Work to do:
Which lines in the listing below contain the string "branch"? Report each such line in full, treating uppercase and lowercase letters as different.

──────── Records for the exercise ────────

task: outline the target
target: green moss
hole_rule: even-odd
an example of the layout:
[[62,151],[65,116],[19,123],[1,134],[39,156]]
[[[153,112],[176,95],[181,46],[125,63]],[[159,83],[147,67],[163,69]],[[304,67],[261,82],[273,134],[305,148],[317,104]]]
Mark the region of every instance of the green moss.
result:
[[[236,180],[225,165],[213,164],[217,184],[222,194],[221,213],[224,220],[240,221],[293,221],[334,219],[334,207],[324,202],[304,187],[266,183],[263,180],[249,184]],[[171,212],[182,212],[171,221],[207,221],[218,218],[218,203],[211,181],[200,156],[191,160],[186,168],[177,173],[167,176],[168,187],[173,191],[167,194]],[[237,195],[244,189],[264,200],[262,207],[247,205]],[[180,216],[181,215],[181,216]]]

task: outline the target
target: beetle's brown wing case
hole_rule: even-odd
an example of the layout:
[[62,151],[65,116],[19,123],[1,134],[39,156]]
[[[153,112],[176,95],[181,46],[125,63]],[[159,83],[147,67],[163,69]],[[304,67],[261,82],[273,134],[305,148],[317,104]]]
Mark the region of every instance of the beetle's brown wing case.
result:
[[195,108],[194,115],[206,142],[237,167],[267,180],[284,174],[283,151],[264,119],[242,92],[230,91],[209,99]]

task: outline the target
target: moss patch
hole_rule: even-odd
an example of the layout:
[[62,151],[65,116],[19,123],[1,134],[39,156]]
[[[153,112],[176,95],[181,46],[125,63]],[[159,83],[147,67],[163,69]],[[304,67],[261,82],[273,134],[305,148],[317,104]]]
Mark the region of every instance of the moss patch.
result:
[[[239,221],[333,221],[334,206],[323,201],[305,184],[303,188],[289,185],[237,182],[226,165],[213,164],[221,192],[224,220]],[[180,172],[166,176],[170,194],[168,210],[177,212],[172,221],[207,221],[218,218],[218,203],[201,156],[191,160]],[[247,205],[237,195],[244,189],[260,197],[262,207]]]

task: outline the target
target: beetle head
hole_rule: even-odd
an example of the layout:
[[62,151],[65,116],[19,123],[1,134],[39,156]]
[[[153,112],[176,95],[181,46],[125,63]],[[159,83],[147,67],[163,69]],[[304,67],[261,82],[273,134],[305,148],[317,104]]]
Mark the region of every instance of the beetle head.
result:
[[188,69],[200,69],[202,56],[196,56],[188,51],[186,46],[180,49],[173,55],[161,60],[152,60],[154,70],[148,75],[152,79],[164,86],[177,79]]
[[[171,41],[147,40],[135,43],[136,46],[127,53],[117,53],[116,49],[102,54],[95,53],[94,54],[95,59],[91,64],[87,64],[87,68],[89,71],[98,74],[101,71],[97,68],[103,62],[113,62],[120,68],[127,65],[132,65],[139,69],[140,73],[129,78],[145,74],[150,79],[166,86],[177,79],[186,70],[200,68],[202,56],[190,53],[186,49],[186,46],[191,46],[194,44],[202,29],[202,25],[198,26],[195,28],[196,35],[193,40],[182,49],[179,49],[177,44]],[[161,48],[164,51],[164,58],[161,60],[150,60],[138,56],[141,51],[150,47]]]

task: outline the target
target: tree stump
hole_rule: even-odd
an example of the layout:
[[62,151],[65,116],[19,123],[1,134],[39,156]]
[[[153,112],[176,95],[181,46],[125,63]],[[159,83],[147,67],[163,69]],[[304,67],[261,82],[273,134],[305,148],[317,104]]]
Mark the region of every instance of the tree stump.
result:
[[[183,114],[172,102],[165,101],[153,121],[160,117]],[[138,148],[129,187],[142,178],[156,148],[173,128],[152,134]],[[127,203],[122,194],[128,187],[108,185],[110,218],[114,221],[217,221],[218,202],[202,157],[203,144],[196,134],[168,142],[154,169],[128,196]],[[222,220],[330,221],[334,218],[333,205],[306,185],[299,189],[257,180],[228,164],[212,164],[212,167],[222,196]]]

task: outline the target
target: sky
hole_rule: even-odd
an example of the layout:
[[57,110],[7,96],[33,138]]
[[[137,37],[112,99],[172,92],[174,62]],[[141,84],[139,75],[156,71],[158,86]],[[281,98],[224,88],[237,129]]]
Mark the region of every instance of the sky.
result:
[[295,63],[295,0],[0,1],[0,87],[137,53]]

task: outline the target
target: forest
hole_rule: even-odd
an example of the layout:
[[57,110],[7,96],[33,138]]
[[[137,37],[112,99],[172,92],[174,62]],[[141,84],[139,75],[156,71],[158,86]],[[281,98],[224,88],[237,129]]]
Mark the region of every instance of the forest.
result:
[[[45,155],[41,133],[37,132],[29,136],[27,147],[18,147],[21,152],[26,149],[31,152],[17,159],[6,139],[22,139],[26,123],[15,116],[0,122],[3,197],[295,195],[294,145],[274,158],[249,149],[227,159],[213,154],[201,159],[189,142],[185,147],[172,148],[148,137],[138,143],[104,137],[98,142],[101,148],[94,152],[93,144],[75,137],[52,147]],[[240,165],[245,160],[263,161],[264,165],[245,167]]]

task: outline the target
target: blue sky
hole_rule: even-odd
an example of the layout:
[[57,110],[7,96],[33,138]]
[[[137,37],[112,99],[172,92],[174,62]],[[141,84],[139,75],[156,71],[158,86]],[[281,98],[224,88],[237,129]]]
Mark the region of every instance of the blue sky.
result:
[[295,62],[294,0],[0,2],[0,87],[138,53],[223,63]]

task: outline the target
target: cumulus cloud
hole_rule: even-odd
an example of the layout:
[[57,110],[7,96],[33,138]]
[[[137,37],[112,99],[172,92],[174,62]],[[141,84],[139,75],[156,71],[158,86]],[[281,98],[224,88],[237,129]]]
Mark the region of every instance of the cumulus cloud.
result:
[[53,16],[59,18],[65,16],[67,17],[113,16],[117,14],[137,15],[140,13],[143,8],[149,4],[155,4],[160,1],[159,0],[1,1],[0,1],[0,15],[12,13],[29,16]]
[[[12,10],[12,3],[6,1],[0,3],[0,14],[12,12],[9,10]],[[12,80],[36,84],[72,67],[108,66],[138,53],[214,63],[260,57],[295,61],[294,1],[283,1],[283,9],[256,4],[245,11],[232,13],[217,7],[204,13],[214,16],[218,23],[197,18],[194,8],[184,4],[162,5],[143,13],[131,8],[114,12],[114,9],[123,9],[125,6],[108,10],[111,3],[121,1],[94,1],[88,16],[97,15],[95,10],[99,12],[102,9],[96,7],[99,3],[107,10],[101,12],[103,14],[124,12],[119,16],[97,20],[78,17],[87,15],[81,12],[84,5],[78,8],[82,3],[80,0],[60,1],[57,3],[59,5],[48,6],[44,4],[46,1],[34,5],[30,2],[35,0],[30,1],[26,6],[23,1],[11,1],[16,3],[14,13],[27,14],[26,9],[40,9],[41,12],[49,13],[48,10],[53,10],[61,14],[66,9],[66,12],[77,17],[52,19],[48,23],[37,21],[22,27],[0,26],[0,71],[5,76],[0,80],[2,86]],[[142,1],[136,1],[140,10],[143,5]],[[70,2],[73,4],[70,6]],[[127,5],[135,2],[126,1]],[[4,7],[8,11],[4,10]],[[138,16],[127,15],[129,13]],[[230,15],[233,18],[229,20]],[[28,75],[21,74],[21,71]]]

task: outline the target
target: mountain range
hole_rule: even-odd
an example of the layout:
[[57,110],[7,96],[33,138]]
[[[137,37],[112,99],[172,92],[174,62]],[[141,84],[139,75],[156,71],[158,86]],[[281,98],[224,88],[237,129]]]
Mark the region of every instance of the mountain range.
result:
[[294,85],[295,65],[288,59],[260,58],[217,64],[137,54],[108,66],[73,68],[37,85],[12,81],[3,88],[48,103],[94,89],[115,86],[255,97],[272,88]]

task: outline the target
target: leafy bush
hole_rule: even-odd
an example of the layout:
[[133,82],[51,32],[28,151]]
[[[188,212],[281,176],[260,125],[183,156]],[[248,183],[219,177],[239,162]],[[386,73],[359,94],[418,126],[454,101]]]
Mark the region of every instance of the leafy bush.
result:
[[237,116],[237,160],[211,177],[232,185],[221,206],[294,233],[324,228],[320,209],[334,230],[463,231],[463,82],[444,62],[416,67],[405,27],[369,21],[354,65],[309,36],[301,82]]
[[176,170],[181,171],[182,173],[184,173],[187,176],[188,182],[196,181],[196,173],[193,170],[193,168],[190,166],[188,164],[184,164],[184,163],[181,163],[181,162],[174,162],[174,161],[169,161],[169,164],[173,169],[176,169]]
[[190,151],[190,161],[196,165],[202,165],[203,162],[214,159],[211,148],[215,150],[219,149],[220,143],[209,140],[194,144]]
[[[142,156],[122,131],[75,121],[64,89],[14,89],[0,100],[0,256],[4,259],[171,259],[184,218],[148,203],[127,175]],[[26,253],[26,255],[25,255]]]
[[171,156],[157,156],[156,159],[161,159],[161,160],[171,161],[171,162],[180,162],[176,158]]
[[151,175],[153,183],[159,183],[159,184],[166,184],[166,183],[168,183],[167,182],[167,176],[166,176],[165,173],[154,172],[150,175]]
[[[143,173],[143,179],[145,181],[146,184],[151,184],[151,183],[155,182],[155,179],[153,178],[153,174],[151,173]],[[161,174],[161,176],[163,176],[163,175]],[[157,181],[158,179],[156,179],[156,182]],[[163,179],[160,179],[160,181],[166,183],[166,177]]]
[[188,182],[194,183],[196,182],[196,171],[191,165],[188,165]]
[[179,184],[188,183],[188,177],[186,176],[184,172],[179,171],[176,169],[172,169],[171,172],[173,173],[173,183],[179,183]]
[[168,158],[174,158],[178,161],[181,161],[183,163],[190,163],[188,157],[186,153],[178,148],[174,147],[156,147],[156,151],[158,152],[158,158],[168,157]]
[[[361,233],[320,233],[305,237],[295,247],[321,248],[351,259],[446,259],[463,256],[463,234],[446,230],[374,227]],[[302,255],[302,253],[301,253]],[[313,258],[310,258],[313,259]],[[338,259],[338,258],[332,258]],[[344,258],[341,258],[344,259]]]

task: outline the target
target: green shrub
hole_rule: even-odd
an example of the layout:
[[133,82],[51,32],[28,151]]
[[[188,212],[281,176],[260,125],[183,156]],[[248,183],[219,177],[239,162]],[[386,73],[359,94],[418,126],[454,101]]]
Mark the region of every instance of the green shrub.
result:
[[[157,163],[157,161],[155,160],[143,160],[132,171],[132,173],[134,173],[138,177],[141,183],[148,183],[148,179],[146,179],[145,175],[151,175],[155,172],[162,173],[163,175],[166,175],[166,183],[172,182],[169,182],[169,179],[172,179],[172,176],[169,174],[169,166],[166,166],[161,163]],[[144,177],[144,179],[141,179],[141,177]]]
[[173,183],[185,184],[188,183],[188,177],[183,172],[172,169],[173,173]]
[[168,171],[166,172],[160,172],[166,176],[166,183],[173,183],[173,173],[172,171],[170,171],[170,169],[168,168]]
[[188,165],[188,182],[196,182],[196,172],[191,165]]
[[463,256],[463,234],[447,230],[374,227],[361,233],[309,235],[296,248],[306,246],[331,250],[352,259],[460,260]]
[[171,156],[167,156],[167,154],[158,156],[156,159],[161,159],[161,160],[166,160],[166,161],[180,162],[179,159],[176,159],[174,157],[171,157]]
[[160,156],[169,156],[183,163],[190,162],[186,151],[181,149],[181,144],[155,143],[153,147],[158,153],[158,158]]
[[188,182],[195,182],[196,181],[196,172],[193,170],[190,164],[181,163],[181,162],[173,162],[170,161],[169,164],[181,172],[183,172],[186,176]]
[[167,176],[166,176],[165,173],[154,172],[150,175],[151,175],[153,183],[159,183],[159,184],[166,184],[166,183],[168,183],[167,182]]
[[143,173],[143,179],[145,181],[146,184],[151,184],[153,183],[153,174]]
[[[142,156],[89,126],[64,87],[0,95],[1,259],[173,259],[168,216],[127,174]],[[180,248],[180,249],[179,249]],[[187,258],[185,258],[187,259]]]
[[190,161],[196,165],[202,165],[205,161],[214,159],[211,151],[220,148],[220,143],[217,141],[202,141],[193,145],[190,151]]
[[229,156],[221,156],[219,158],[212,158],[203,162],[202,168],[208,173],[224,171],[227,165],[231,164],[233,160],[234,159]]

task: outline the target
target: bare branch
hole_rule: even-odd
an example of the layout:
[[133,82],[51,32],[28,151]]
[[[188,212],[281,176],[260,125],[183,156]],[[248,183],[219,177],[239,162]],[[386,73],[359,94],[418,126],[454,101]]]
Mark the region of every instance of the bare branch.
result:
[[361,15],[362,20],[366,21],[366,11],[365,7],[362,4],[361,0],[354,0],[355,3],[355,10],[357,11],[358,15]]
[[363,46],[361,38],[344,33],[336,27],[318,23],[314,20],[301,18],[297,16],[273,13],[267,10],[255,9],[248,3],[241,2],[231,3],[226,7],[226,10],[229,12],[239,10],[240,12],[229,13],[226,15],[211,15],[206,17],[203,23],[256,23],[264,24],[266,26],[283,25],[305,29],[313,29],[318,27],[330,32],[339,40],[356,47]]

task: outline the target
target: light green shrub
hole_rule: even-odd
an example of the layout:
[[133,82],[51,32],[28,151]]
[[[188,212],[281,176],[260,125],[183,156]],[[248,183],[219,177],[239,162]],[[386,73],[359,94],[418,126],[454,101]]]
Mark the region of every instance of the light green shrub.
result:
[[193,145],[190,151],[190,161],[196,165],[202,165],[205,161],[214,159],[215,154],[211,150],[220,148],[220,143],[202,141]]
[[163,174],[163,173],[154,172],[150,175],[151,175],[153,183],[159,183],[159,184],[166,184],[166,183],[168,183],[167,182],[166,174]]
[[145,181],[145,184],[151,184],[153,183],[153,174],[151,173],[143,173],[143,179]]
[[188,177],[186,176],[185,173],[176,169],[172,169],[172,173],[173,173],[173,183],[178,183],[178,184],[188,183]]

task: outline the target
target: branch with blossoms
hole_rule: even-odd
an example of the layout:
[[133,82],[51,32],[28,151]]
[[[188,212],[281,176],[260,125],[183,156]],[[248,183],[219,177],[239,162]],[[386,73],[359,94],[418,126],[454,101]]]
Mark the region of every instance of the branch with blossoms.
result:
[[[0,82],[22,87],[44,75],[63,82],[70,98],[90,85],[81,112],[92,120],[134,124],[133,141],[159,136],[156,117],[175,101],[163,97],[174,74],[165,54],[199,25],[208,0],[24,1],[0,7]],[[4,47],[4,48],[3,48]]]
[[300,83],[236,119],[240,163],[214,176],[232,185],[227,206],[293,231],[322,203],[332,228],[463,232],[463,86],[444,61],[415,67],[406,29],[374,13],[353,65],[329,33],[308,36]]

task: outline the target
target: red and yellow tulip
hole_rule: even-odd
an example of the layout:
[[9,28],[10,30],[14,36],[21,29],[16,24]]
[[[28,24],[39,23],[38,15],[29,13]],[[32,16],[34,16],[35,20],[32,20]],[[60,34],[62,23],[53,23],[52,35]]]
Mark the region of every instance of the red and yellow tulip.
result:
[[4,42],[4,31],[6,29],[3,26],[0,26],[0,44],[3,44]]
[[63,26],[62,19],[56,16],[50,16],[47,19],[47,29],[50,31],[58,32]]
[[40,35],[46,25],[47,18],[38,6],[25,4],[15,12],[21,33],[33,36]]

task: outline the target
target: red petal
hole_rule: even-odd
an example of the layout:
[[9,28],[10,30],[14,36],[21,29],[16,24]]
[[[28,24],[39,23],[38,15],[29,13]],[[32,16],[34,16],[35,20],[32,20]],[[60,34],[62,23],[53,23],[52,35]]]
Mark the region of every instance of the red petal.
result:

────────

Task output:
target: bare branch
Mark the region of every instance of the bare branch.
target: branch with blossoms
Mark the region of every instance of the branch with blossoms.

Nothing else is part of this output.